**** Quoted passage ****

How to Democratise Analytics in Business

July 16, 2019

It seems a long time ago when it was rare for companies to gather their data and organise it in a central repository.

Nowadays, the norm is for companies to store their data in a data warehouse or data lake, or something equivalent. The most pressing question today is what to do with that data? Reporting and dashboarding is often the most immediate answer, followed by more complex business intelligence uses or feeding it to data science teams.

One thing is for sure though. Excel, in one form or another, still features heavily in how businesses store and use their data. And yet with business competition sky rocketing, businesses need to intelligently analyse the information they have to get new insights and to make better decisions. Though spreadsheets let you do almost whatever you want, they are a primitive tool prone to errors and manual work. And yet the alternative option of using business intelligence tools is costly and cumbersome, and most of the time they can only show you what is happening in the present, not what lies ahead, and almost never what you should do about it. Business users need tools that enable them to explore information in an intuitive and flexible way. They need truly self-service solutions that enable business discovery.

****

**What to do**
• 1. Answer these questions about the analytics article:
(a) Where is it now the norm for companies to store their data?
(b) What is often the most immediate answer to what to do with that data?
(c) What two words does the article use to describe business intelligence tools as an alternative to spreadsheets?
• 2. Reproduce the passage of the analytics article starting at "Nowadays, the norm" and ending at "data science teams.".
Answer using only the analytics article, with no outside knowledge.

**** Data section ****

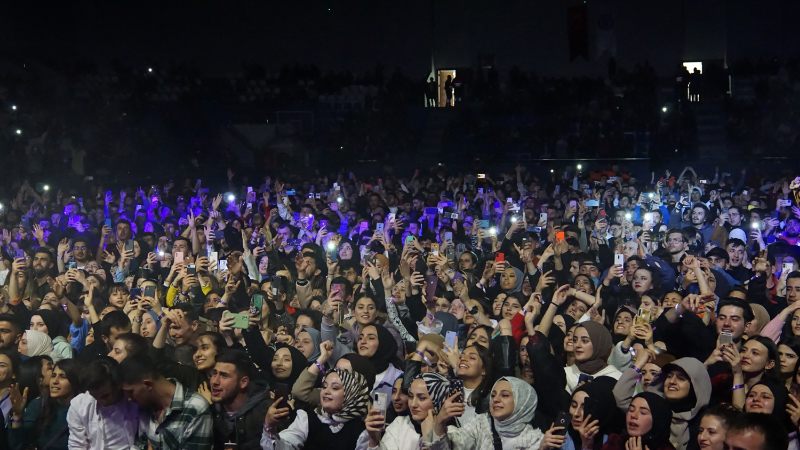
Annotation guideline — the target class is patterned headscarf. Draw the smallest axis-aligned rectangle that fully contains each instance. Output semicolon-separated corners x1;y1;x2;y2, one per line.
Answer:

****

**Answers for the exercise**
• 1.
(a) In a data warehouse or data lake, or something equivalent.
(b) Reporting and dashboarding.
(c) Costly and cumbersome.

• 2.
Nowadays, the norm is for companies to store their data in a data warehouse or data lake, or something equivalent. The most pressing question today is what to do with that data? Reporting and dashboarding is often the most immediate answer, followed by more complex business intelligence uses or feeding it to data science teams.